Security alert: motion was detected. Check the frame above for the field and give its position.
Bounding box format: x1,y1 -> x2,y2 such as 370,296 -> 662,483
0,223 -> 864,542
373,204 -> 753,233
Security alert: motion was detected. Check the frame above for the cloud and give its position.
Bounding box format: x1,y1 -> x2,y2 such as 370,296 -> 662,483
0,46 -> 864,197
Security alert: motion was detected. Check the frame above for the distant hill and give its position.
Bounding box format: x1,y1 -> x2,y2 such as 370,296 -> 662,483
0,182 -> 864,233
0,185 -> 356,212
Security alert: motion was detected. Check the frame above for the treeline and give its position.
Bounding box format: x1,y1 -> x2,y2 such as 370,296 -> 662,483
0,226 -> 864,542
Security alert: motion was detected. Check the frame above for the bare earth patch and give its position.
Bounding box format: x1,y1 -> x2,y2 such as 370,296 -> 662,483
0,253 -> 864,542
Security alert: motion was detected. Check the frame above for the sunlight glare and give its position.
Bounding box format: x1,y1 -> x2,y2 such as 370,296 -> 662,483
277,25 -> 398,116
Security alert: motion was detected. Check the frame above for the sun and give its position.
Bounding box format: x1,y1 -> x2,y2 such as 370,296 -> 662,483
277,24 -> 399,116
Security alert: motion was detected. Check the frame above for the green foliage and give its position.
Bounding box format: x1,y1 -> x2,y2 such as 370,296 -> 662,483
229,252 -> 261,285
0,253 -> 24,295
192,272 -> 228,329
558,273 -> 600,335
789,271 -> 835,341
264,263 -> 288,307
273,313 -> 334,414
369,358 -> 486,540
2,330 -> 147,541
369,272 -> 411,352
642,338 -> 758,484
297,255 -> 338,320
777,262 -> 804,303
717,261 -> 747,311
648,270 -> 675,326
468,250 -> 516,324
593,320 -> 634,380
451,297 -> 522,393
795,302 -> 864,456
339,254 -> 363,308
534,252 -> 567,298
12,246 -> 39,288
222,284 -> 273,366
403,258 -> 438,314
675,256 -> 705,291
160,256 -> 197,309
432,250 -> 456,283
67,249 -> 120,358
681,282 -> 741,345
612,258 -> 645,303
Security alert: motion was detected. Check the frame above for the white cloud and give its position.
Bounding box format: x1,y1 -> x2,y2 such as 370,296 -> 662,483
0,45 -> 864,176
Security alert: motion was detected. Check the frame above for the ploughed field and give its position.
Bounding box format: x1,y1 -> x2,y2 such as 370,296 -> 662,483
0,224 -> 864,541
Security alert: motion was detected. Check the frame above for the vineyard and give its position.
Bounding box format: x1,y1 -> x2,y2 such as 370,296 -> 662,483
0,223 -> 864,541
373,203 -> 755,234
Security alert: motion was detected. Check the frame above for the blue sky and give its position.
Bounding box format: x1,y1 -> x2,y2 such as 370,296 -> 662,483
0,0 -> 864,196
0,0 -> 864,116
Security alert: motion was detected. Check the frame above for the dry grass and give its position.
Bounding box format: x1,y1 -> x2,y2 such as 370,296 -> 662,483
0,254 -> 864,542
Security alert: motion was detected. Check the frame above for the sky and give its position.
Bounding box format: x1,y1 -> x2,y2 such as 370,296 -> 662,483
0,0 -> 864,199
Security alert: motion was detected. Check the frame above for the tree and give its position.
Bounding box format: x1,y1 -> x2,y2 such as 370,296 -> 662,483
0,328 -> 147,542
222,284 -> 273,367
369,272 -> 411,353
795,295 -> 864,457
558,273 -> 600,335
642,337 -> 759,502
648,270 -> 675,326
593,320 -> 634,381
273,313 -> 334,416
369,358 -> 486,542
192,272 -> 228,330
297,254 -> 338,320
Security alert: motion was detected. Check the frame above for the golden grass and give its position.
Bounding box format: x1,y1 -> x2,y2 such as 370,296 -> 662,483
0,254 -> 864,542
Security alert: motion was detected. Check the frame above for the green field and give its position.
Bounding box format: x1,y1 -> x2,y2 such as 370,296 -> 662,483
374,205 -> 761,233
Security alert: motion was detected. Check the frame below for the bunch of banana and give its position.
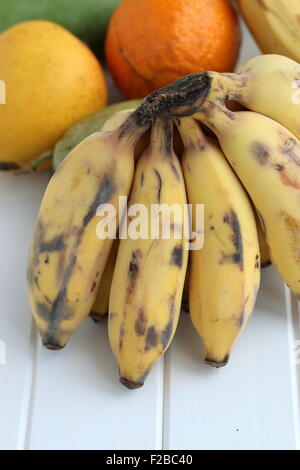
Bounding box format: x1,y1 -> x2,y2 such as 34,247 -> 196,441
28,55 -> 300,389
184,63 -> 300,296
208,55 -> 300,139
108,119 -> 188,389
178,118 -> 260,367
28,108 -> 147,349
238,0 -> 300,61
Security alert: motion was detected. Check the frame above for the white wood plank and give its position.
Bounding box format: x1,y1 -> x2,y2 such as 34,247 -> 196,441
0,173 -> 49,450
27,320 -> 163,450
164,268 -> 297,450
285,286 -> 300,450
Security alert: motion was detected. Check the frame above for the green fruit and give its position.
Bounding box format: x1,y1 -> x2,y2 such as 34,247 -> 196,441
52,100 -> 142,170
0,0 -> 120,55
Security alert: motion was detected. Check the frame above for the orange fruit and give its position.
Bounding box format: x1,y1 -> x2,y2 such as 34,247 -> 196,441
105,0 -> 240,99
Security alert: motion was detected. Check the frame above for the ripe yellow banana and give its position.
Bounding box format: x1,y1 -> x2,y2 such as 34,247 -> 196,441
238,0 -> 300,62
90,240 -> 119,323
178,118 -> 260,367
209,54 -> 300,138
86,109 -> 133,323
28,113 -> 148,349
108,119 -> 188,389
255,213 -> 271,268
192,104 -> 300,296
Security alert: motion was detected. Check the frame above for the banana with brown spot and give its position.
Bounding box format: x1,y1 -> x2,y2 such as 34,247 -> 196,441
108,120 -> 188,389
195,102 -> 300,296
28,108 -> 147,349
178,118 -> 260,367
208,54 -> 300,139
238,0 -> 300,61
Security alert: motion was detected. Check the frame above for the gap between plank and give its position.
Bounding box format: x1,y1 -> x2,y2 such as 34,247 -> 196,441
284,285 -> 300,450
17,321 -> 40,450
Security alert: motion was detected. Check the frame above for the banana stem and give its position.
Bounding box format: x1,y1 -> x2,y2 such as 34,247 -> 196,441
132,72 -> 213,127
15,150 -> 53,175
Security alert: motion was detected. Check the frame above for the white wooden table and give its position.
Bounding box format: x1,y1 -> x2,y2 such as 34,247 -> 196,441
0,20 -> 300,450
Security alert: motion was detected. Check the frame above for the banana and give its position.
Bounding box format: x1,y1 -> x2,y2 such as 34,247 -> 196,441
195,104 -> 300,296
108,119 -> 188,389
90,240 -> 119,323
209,54 -> 300,139
28,108 -> 148,349
238,0 -> 300,62
178,118 -> 260,367
90,109 -> 133,323
255,211 -> 271,268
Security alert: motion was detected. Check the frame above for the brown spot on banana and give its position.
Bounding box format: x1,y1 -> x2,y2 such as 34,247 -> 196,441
280,170 -> 300,189
279,132 -> 300,166
82,175 -> 116,229
224,210 -> 244,271
0,162 -> 20,171
281,212 -> 300,263
91,281 -> 97,294
145,326 -> 159,352
119,323 -> 125,350
161,318 -> 173,349
170,162 -> 180,182
126,250 -> 143,302
154,168 -> 162,204
250,142 -> 270,165
134,307 -> 147,336
170,245 -> 183,269
39,235 -> 66,253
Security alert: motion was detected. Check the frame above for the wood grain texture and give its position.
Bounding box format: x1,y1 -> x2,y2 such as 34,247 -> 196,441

* _GIVEN REQUEST_
Reproduce every line of the records above verbatim, omitting the pictures.

* _CORRECT ANSWER_
Security alert: motion was detected. Check the frame above for the field and give its position.
Bounding box format: x1,y1 -> x2,y2 such as 370,296 -> 662,483
0,223 -> 864,542
373,204 -> 753,233
Security alert: motion was detected. Check the frame above for the cloud and give its position.
Bounding box format: x1,y1 -> x2,y2 such as 370,296 -> 662,483
0,46 -> 864,197
Security alert: motion was detected. Check the frame above for the distant hill and give its position.
Bounding box format: x1,y1 -> x2,y2 such as 370,296 -> 662,483
0,182 -> 864,233
0,185 -> 356,212
Security alert: motion was detected. Check the frame above for the treeline and give its position.
Bounding box format: x1,y1 -> x2,y2 such as 370,296 -> 662,483
0,226 -> 864,542
Security alert: motion was detected. Check the frame above for the bare earth patch and give its position.
Bounding box format: x1,y1 -> x2,y2 such as 370,296 -> 662,483
0,253 -> 864,542
Security alert: motion was detected. Check the frame above for the sunlight glare and give its position.
Bounding box format: x1,y1 -> x2,y2 such as 370,296 -> 662,483
277,25 -> 398,116
Security alert: motion was detected. Check the frame above for the sun and give its position.
Bounding box format: x1,y1 -> x2,y2 such as 370,296 -> 662,483
277,24 -> 399,116
Security alert: motion was detected. Check the frame above for the green foliage and give its position.
Bounding box format: x1,y1 -> x2,y2 such as 370,296 -> 662,483
229,252 -> 261,285
0,253 -> 24,295
192,272 -> 228,329
558,273 -> 600,335
789,271 -> 835,341
264,263 -> 288,307
273,313 -> 334,414
369,358 -> 486,540
2,330 -> 147,541
369,272 -> 411,352
642,338 -> 758,484
297,255 -> 338,320
777,262 -> 804,303
717,261 -> 747,311
648,270 -> 675,326
468,250 -> 516,324
593,320 -> 634,380
451,297 -> 522,393
795,302 -> 864,456
339,254 -> 363,308
534,252 -> 567,298
12,246 -> 39,288
222,284 -> 273,366
403,258 -> 438,314
675,256 -> 705,291
160,256 -> 197,309
432,250 -> 456,283
67,249 -> 120,358
681,282 -> 741,345
612,258 -> 645,303
Security alert: motion was detected. Check the frame above for the white cloud and give its position.
Bounding box format: x1,y1 -> x2,y2 such as 370,296 -> 662,483
0,45 -> 864,176
Security alert: motion was detected. Check the frame above for the ploughed field and give its position.
Bounding box format: x1,y1 -> x2,y2 such as 370,296 -> 662,483
0,224 -> 864,541
Security alert: motion was detected. Check the frame above for the vineyard and give its position.
Bounding box format: x1,y1 -> x2,y2 such as 370,296 -> 662,483
0,223 -> 864,541
373,203 -> 755,234
Security alert: motion was detected. Check the frame above for the blue sky and give its position.
Bounding box format: x1,y1 -> x2,y2 such as 370,296 -> 662,483
0,0 -> 864,196
0,0 -> 864,116
Security alert: motion was detected. Check the frame above for the dry grass and give its position.
Bounding box format: x1,y1 -> x2,y2 such as 370,296 -> 662,483
0,254 -> 864,542
Security alert: motion was detected. Check the frame above for the sky and give its position.
Bounding box format: x1,y1 -> x2,y2 such as 370,296 -> 662,483
0,0 -> 864,199
Security alert: motion was detected. Check the frame above for the tree and give its position.
Bounding box format: x1,y1 -> x2,y2 such as 370,296 -> 662,483
0,328 -> 147,542
222,284 -> 273,367
369,272 -> 411,353
795,295 -> 864,457
558,273 -> 600,335
642,337 -> 759,502
648,270 -> 675,326
593,320 -> 634,381
273,313 -> 334,416
369,358 -> 486,542
192,272 -> 228,330
297,254 -> 338,320
Security alert: motion was detected. Check the frame above for the golden grass and give its position.
Bounding box format: x1,y1 -> x2,y2 such as 370,296 -> 662,483
0,254 -> 864,542
Security alert: motion was detected. Check the frame above for the green field and give its position.
Bounding box format: x1,y1 -> x2,y2 such as 370,296 -> 662,483
374,205 -> 761,233
Security alert: motion was detected. Check the frame below for the bunch of banana and give its position.
Bounding box format: x1,y1 -> x2,y2 such as 34,247 -> 196,441
28,55 -> 300,389
184,63 -> 300,296
208,55 -> 300,139
108,119 -> 188,389
178,118 -> 260,367
28,108 -> 147,349
238,0 -> 300,61
Security alert: motion was detected. Check the frame above for the white wood plank and give its position.
Bounding box format: x1,y1 -> x2,y2 such as 34,247 -> 196,441
0,173 -> 49,450
27,320 -> 163,450
164,268 -> 297,450
285,286 -> 300,450
Security alert: motion was detected. Check the frame above for the green fruit and give its position.
Bounding box format: x1,y1 -> x2,y2 such as 34,247 -> 196,441
52,100 -> 142,170
0,0 -> 120,55
Security alert: motion was detected. Check the frame above for the orange fruit and give its position.
Bounding box format: x1,y1 -> x2,y2 such as 34,247 -> 196,441
105,0 -> 240,99
Security alert: motion was detected. Check the frame above for the ripe yellow banana and give its position.
Bounding box format: x1,y1 -> x2,y2 such as 34,247 -> 196,441
238,0 -> 300,62
90,240 -> 119,323
178,118 -> 260,367
209,54 -> 300,138
86,109 -> 133,323
28,113 -> 148,349
108,119 -> 188,389
255,213 -> 271,268
192,104 -> 300,296
Security alert: motion was detected. Check the frame above for the banana with brown spot and give its position.
Bounding box format: x1,y1 -> x2,y2 such as 34,247 -> 196,441
108,120 -> 188,389
195,102 -> 300,296
28,108 -> 147,349
178,118 -> 260,367
208,54 -> 300,139
238,0 -> 300,61
Security alert: motion was detected. Check the frame above for the gap between plank and give its position.
Bounding box format: x1,y1 -> x2,y2 such as 34,247 -> 196,441
284,285 -> 300,450
17,321 -> 40,450
Security alert: motion was detected. Check the frame above for the banana stem and give its position.
Bounding box format: x1,y1 -> x2,y2 such as 34,247 -> 196,441
132,72 -> 213,127
15,150 -> 53,175
Security alert: motion was detected. Check the frame above for the white wooden table and give its position.
Bounding box format: x1,y1 -> x2,y2 such as 34,247 -> 196,441
0,20 -> 300,450
Security alert: motion was detected. Check the frame above for the banana and give its position.
Bounding box format: x1,y1 -> x2,y2 such as 34,247 -> 196,441
195,104 -> 300,296
108,119 -> 188,389
90,240 -> 119,323
209,54 -> 300,139
28,108 -> 148,349
238,0 -> 300,62
178,118 -> 260,367
90,109 -> 133,323
255,211 -> 271,268
Security alert: motion was detected. Check the frame above for the brown spot on banana and give its position.
Bounding box format: x1,y1 -> x2,y2 such as 34,247 -> 196,441
280,170 -> 300,189
279,132 -> 300,166
82,175 -> 116,229
224,210 -> 244,271
0,162 -> 20,171
281,212 -> 300,263
91,281 -> 97,294
145,326 -> 159,352
119,323 -> 125,350
161,318 -> 173,349
170,162 -> 180,182
126,250 -> 143,302
154,168 -> 162,204
250,142 -> 270,165
134,307 -> 147,336
170,245 -> 183,269
39,235 -> 66,253
Security alert: motion was detected. Check the frame above for the wood grain texture and give its position.
Bounding box format: x1,y1 -> x2,y2 such as 34,247 -> 196,441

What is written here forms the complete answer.